[VORLIEGENDER TEXT]
▶

Erwartungsvolle Stimmung bei der Eröffnung
Kein Tuscheln, keine Mobiltelefone, keine Unruhe. Bei der Eröffnungsveranstaltung zur Tagung fällt auf, wie gespannt das Publikum dem Geschehen auf der Bühne folgt. Bundesforschungsministerin Johanna Wanka ist extra angereist, um die vielen internationalen Gäste zu begrüßen. Sie bezeichnet die "Lindau Nobel Laureate Meetings" als einen Ort der Begegnung: "Lindau dient vor allem dem Austausch - und gerade der Austausch ist es, der der Wissenschaft neue, entscheidende Impulse gibt und damit die Forschung voranbringt."
Mit dem wissenschaftlichen Nachwuchs in Deutschland sei sie gerade sehr zufrieden, sagte die Ministerin nach der Veranstaltung im Gespräch mit der Deutschen Welle. Es stimme auch nicht, dass ein Großteil der eigenen Wissenschaftler ins Ausland abwandere. "Das spukt noch immer in den Köpfen der Leute", so Wanka. Tatsächlich sei das aber mittlerweile rund 15 Jahre her. "Im Moment bekommen wir die Spitzenwissenschaftler aus aller Welt, weil wir eben - entgegen dem Trend - in Bildung und Forschung investiert haben."
Während ihrer Eröffnungsrede gab Wanka den jungen Forschern aber auch noch einen Rat mit auf den Weg: "Forschung darf nicht alles, was sie heute kann." Ethische Fragen müssten sehr viel mehr als noch vor 20 oder 30 Jahren abgewogen werden - besonders in der Medizin, so die Ministerin.
Physiologie und Medizin im Fokus der diesjährigen Tagung
Die Medizin ist in diesem Jahr Schwerpunkt der bis zum Freitag (04.07.2014) dauernden Tagung, zusammen mit der Physiologie. Zu den Themen gehören zum Beispiel die körpereigene Immunabwehr von Infektionen, Fortschritte in der Krebsforschung und die intelligente Wirkstoffforschung. Es gibt also viel Gesprächsstoff für die die Nachwuchswissenschaftler und die 37 teilnehmenden Nobelpreisträger.

◀

[ARBEITSAUFTRÄGE]
1 - Wie viele Nobelpreisträger nehmen laut dem Bericht über die Lindauer Tagung an der Veranstaltung teil?
2 - Gib aus dem Bericht über die Lindauer Tagung den Abschnitt wortgetreu wieder, der mit den Worten „Während ihrer Eröffnungsrede“ beginnt und mit „37 teilnehmenden Nobelpreisträger.“ endet.
3 - Führe den Bericht über die Lindauer Tagung fort, wo er aufhört.

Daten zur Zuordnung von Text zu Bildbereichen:
▶

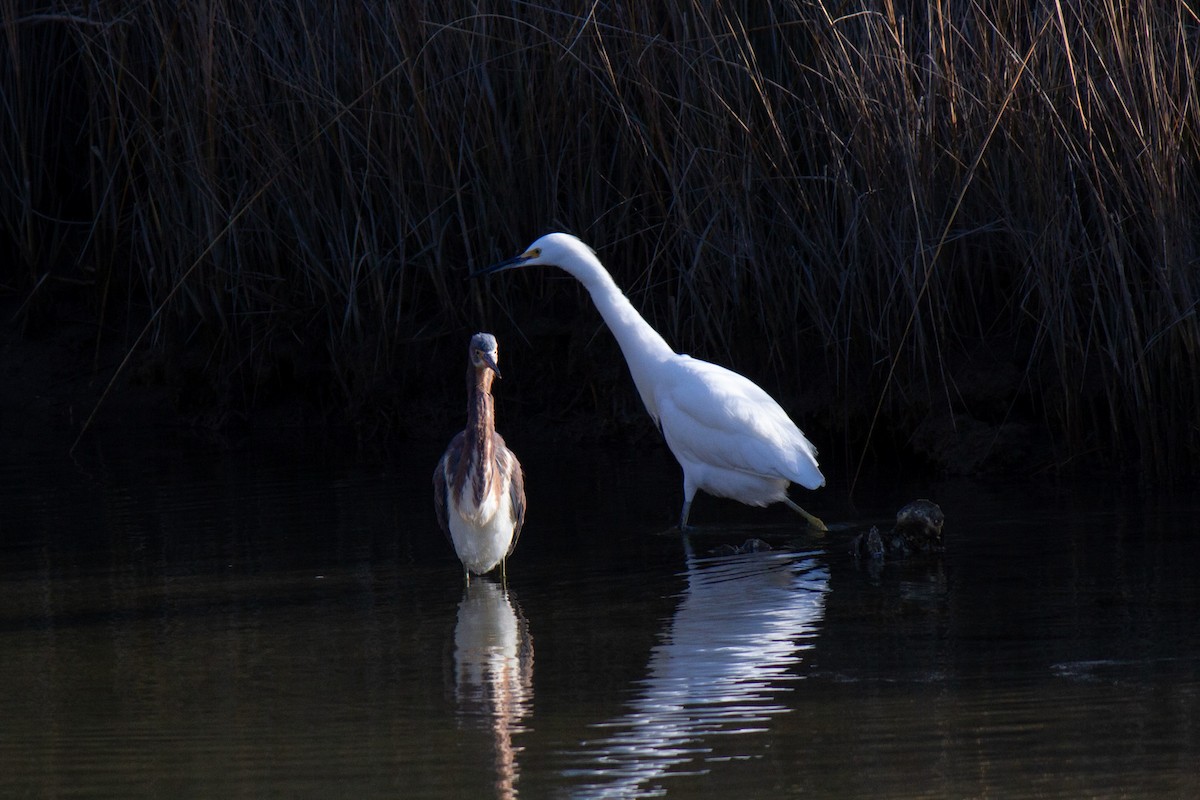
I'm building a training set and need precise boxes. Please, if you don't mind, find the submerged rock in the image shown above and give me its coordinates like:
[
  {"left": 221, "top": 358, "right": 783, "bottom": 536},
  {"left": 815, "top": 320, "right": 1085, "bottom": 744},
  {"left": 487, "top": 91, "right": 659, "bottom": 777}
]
[
  {"left": 709, "top": 539, "right": 774, "bottom": 555},
  {"left": 851, "top": 500, "right": 946, "bottom": 563}
]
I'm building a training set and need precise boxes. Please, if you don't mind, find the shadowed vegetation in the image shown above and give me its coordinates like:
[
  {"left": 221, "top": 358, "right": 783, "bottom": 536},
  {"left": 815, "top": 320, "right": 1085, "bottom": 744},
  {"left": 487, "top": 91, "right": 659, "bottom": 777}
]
[{"left": 0, "top": 0, "right": 1200, "bottom": 480}]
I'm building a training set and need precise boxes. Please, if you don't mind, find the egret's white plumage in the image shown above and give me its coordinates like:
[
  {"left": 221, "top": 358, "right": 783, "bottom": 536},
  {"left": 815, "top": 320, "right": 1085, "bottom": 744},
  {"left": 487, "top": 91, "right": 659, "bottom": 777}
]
[
  {"left": 476, "top": 233, "right": 824, "bottom": 530},
  {"left": 433, "top": 333, "right": 526, "bottom": 582}
]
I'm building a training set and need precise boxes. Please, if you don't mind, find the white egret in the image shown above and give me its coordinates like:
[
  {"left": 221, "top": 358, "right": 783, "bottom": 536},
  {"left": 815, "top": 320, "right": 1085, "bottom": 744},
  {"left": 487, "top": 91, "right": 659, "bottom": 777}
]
[
  {"left": 475, "top": 233, "right": 827, "bottom": 530},
  {"left": 433, "top": 333, "right": 526, "bottom": 584}
]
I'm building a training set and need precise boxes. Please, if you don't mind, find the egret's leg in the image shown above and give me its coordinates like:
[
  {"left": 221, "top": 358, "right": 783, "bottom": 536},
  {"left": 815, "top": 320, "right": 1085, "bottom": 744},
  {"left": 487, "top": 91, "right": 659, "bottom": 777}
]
[
  {"left": 679, "top": 498, "right": 691, "bottom": 530},
  {"left": 784, "top": 498, "right": 829, "bottom": 531},
  {"left": 679, "top": 482, "right": 700, "bottom": 531}
]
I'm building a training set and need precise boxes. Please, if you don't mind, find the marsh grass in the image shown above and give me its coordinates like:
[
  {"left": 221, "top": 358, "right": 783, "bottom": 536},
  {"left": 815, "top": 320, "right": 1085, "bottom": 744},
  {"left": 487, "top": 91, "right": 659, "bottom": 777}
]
[{"left": 0, "top": 0, "right": 1200, "bottom": 476}]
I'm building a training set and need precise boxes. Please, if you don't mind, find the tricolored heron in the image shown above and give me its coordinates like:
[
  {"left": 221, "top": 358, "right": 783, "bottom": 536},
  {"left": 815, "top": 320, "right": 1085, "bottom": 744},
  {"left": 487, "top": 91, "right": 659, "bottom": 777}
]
[
  {"left": 474, "top": 233, "right": 827, "bottom": 530},
  {"left": 433, "top": 333, "right": 526, "bottom": 584}
]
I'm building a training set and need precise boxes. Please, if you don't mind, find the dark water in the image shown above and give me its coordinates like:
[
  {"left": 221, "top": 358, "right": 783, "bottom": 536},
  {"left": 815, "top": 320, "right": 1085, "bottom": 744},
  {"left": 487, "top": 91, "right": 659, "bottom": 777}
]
[{"left": 0, "top": 435, "right": 1200, "bottom": 798}]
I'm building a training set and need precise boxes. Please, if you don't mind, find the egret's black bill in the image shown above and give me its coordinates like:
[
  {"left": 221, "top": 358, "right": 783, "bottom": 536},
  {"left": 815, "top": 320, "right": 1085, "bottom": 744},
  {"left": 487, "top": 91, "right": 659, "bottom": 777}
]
[{"left": 470, "top": 255, "right": 529, "bottom": 278}]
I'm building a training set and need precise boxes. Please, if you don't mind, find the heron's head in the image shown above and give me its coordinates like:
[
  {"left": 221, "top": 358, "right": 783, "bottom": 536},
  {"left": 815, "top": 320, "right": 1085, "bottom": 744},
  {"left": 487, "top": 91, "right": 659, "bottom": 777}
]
[
  {"left": 470, "top": 233, "right": 595, "bottom": 278},
  {"left": 467, "top": 333, "right": 502, "bottom": 378}
]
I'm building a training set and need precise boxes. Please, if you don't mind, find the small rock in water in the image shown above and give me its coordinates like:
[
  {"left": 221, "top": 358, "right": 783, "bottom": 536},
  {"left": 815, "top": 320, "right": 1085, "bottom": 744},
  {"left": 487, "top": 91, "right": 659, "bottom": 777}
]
[
  {"left": 709, "top": 539, "right": 772, "bottom": 555},
  {"left": 851, "top": 500, "right": 946, "bottom": 563}
]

◀

[GEGEBENE ANTWORTEN]
1 - 37 Nobelpreisträger.

2 -
Während ihrer Eröffnungsrede gab Wanka den jungen Forschern aber auch noch einen Rat mit auf den Weg: "Forschung darf nicht alles, was sie heute kann." Ethische Fragen müssten sehr viel mehr als noch vor 20 oder 30 Jahren abgewogen werden - besonders in der Medizin, so die Ministerin.
Physiologie und Medizin im Fokus der diesjährigen Tagung
Die Medizin ist in diesem Jahr Schwerpunkt der bis zum Freitag (04.07.2014) dauernden Tagung, zusammen mit der Physiologie. Zu den Themen gehören zum Beispiel die körpereigene Immunabwehr von Infektionen, Fortschritte in der Krebsforschung und die intelligente Wirkstoffforschung. Es gibt also viel Gesprächsstoff für die die Nachwuchswissenschaftler und die 37 teilnehmenden Nobelpreisträger.

3 -
Highlights zur Eröffnung
Neben der obligatorischen Eröffnungsrede hatte sich das Kuratorium auch noch ein paar Highlights ausgedacht. Zum Beispiel gab es vom deutschen ESA-Astronauten Alexander Gerst eine Videobotschaft von der ISS, in der er den jungen Tagungsteilnehmern viel Erfolg wünschte. Ihr Forschergeist mache jeden einzelnen von ihnen zu einem "Kolumbus des 21. Jahrhunderts".
Den Abschluss am Sonntagnachmittag machte eine interaktive Präsentation von Hans Rosling, einem schwedischen Professor für Internationale Gesundheit am Karolinska-Institut in Stockholm. Der renommierte Wissenschaftler möchte den Blick, den die Menschen auf die Welt haben, ändern - mithilfe bunter Statistiken und einer rasanten Bühnenshow.
Für die Eröffnung der 64. Lindauer Nobelpreisträgertagung hatte er sich etwas Besonderes ausgedacht: Die Teilnehmer mussten mithilfe einer Fernbedienung Fragen beantworten - zum Beispiel zum durchschnittlichen Alter oder der Bevölkerungszahl auf den verschiedenen Erdteilen. Diese Aufgaben löste das Publikum mehr oder weniger erfolgreich. Im Anschluss an die Veranstaltung gab Rosling zu, dass er sich ein besseres Ergebnis erhofft hatte. Trotzdem: Dass es selbst für Nobelpreisträger und herausragende Nachwuchsforscher noch etwas zu lernen gibt, ist doch irgendwie beruhigend.